5 Development and implementation of the present FL inference system

In order to develop a FL inference system, it is essential to decide the inputs, outputs, each of their domains, input and output membership functions, overlap between these functions, fuzzy inference rules, implication and aggregation methods, and the defuzzification method. The inputs to the present FL model are \( h_{w} \) and \( V_{w} \), while the output is the estimated \( B_{av} \). The ranges “universe of discourse” of the fuzzy input and output subsets in the present study are identified based on the available data of 69 breached embankment dams taken from Froehlich (2008). Statistical analysis of this data shows that there are no obvious trends between the input variables and the output, and the correlation coefficient between each of \( h_{w} \), \( V_{w} \), \( h_{b} \), and \( B_{av} \) is around 0.58. This enhances the applicability of the FL model for the considered database to give better results for estimating \( B_{av} \) in comparison with the RE. That is because FL modeling can control nonlinear systems that are difficult to model mathematically, does not require any assumption of linearity, and are capable of handling imprecision in discrete measurements and parameter uncertainty. The numbers and ranges of the fuzzy subsets of the input and output variables are proposed after classification of their data (i.e., arranging the data of each variable in an ascending order, considering only one data point from those values having similar magnitudes and drawing the ascending bar chart of the remaining values of that variable). Figure 1a, for example, is drawn after classification of the available heights of water (\( h_{w} \)). Similarly, Fig. 1b, c is drawn using the volumes of water (\( V_{w} \)) and the average breach widths (\( B_{av} \)), respectively.

SET OF TASKS –
**A.** According to the fuzzy logic passage, how many breached embankment dams supplied the data used to set the ranges of the fuzzy subsets?
**B.** List every item that the fuzzy logic passage says must be decided in order to develop a FL inference system.
You can answer everything from the fuzzy logic passage alone, without the material that comes after it.

DATASET EXTRACT –
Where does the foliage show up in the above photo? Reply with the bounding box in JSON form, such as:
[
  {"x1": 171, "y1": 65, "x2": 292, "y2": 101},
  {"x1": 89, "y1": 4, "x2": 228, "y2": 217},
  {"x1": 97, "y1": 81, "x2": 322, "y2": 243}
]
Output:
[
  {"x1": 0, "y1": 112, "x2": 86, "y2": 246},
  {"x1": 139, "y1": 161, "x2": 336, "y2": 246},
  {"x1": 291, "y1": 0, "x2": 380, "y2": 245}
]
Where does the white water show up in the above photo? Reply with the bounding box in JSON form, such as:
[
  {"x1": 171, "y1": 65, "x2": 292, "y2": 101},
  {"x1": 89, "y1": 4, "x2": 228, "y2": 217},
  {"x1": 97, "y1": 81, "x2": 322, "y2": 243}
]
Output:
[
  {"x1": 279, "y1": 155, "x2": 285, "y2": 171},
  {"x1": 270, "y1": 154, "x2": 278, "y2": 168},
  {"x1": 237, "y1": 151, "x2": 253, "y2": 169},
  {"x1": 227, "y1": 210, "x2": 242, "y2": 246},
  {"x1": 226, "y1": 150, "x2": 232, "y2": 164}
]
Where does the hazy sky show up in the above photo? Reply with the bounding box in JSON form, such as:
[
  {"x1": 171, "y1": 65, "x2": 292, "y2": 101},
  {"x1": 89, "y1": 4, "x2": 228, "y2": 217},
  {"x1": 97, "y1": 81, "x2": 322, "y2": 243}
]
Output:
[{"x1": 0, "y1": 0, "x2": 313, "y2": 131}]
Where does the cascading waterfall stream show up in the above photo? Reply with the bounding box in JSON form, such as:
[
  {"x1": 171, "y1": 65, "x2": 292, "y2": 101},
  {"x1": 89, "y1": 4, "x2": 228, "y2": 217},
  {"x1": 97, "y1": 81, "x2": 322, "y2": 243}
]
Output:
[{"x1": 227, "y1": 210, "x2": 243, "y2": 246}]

SOLVED PROBLEMS –
**A.** 69 breached embankment dams.

**B.**
- The inputs
- The outputs
- Each of their domains
- The input and output membership functions
- The overlap between these functions
- The fuzzy inference rules
- The implication and aggregation methods
- The defuzzification method